*What to do*
In the entries below, which lines run from the one containing "Target: name card holder" to the one containing "flag, writing one line per instance."? Copy exactly those lines, ends included, and no others.

*Record extracts*
Segment Open

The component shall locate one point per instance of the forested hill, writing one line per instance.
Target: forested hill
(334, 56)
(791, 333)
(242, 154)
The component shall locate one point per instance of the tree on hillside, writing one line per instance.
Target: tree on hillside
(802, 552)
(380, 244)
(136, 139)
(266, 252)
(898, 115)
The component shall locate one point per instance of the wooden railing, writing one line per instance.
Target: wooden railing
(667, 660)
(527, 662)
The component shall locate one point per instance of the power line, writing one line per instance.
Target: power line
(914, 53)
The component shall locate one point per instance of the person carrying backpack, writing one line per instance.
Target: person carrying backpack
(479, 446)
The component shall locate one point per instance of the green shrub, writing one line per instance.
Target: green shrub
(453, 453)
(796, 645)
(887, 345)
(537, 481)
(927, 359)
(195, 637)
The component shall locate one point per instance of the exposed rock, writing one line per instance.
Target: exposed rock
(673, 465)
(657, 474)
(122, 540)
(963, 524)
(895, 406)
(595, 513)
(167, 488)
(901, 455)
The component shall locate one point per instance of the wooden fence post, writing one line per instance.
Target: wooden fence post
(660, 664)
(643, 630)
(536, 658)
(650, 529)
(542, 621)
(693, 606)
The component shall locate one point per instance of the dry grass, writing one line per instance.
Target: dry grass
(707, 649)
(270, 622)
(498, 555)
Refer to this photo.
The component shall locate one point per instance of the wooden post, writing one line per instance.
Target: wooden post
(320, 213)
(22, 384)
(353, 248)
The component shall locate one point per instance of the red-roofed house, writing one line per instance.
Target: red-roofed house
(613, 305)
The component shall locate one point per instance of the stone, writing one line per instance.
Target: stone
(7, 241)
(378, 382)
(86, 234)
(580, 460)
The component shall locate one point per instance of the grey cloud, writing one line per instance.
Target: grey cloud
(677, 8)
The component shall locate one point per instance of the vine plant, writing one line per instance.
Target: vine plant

Segment Closed
Segment Open

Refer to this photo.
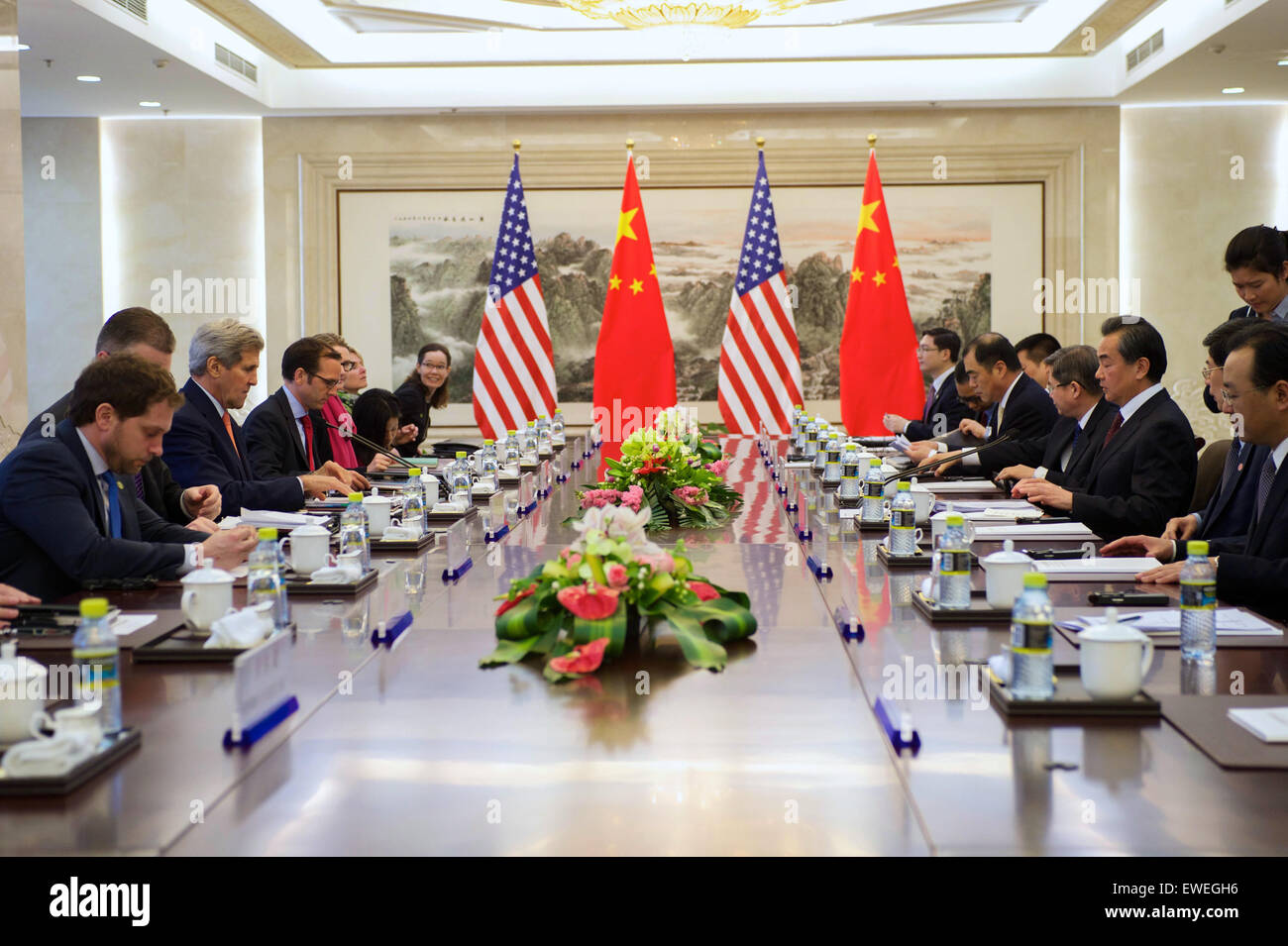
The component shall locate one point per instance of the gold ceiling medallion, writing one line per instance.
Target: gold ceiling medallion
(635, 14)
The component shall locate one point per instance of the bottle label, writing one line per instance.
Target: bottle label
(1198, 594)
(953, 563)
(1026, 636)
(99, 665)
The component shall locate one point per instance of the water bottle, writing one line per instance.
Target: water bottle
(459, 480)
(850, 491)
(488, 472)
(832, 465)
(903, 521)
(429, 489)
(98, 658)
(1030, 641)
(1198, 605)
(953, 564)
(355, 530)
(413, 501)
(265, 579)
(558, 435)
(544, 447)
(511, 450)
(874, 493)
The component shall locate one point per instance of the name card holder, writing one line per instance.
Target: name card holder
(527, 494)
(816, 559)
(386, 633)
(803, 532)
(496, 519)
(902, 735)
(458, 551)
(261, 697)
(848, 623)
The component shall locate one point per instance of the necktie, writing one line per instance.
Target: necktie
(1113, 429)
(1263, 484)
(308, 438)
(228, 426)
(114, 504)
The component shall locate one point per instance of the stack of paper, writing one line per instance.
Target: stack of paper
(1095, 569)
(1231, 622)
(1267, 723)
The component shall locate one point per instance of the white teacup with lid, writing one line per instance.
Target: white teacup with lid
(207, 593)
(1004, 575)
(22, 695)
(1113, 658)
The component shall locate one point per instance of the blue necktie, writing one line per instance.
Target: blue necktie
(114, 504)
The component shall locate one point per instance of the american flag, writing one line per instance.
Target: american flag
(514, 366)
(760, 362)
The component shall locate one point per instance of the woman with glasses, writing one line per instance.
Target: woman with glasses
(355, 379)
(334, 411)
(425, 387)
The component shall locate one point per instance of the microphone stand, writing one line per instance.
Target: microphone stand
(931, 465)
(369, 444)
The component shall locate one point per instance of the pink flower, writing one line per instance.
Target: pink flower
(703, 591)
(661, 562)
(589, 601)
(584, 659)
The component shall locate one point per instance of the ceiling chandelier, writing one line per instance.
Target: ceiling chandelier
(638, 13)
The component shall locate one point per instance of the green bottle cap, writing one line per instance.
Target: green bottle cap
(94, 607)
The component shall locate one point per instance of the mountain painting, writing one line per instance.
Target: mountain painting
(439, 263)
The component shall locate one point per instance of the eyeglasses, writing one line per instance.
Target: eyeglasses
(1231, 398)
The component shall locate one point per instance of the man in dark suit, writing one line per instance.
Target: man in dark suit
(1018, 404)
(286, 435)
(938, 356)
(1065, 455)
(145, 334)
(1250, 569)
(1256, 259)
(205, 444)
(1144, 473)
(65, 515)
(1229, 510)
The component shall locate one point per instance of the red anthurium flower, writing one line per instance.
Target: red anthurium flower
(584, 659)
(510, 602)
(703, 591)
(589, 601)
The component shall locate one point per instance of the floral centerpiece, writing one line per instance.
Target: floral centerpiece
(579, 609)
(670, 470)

Segment Closed

*Finished exercise*
Target: name card holder
(527, 494)
(816, 559)
(386, 633)
(803, 532)
(496, 519)
(902, 735)
(458, 551)
(261, 697)
(848, 623)
The component shall locate one point per instance of the necktie, writing one line per instance.
Target: necktie
(1113, 429)
(1263, 484)
(308, 438)
(228, 426)
(114, 504)
The component shall locate one point per instance of the stack of paper, writing one line per instance.
Target: stack of paper
(1095, 569)
(1231, 622)
(1267, 723)
The component shall locate one point per instance of the white teacup with lid, writing one line per instance.
Target: white teacup with lid
(207, 593)
(1004, 575)
(22, 695)
(1113, 658)
The component shall locate one point per instance of the blue necktie, writing one line per instance.
Target: blue necktie
(114, 504)
The component shall locate one point per instance of the american flag, writing one line per instance.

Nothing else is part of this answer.